PROBLEM TO WORK ON >> Each line below is to be copied exactly as it appears.

*** Begin section ***

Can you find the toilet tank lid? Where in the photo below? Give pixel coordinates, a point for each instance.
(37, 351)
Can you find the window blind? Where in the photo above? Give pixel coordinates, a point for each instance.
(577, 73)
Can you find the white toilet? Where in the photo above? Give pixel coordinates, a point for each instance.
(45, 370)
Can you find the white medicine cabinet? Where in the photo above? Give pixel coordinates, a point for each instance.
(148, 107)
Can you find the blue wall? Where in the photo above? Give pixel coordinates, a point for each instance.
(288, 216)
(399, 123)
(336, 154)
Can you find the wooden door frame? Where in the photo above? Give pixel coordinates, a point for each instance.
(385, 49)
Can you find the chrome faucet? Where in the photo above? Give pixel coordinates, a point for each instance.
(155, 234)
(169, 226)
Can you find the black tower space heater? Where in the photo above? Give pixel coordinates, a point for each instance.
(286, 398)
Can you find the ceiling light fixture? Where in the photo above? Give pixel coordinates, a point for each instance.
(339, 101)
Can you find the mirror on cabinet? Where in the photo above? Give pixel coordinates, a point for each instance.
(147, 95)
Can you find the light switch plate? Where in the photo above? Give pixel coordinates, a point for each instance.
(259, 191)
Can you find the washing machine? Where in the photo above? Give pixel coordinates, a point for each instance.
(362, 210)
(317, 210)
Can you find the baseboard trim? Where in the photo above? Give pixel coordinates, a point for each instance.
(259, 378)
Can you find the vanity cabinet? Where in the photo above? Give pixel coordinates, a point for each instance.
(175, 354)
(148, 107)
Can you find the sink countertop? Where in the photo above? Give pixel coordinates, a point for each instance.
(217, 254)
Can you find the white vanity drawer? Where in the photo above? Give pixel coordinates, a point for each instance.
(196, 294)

*** End section ***

THE COMPLETED TASK >>
Can you find the toilet tank lid? Where in the photo below? Give pixel coordinates, a point for each instance.
(37, 351)
Can you find the window blind? Where in the photo above? Give pixel coordinates, a point for each instance.
(577, 73)
Can you find the white toilet? Where in the photo above? Give pixel coordinates, a point for each instance.
(45, 370)
Can you find the white medicine cabinet? Where in the photo above? Give pixel coordinates, a point for each instance.
(148, 107)
Can you find the blue wall? Where in the photo above? Give pixel coordinates, a point for each instance.
(288, 216)
(399, 123)
(336, 154)
Can you find the wooden door frame? Where in the photo above? Give pixel coordinates, a point for each instance.
(385, 49)
Can you find the chrome faucet? Where in the photo above? Give pixel coordinates, a point for each instance.
(155, 234)
(169, 226)
Can you find the black tower space heater? Where in the photo above? Give pixel coordinates, a point for each instance.
(286, 398)
Can you find the ceiling light fixture? Where in the photo above? Give pixel coordinates, a point for each instance.
(339, 101)
Can you find the mirror on cabinet? Where in the photo above? Give pixel coordinates, a point for each instance.
(147, 95)
Can you find the light switch plate? Where in the photo above? Give pixel coordinates, a point for each instance.
(259, 191)
Can you find the washing machine? Where in the photo above? Give pixel coordinates, a point for each instance.
(362, 210)
(317, 210)
Can you find the baseboard trim? Where in the photo above? Give pixel coordinates, a point for each instance.
(259, 378)
Can you find the vanity cabinet? Where in the photo above? Give pixel coordinates, a point for each instance.
(175, 354)
(148, 107)
Can you find the sink countertop? Where in the photo above? Give pixel coordinates, a point for each instance.
(217, 254)
Can you find the white vanity drawer? Where in the photo above? Give pixel coordinates, a point for each instance.
(196, 294)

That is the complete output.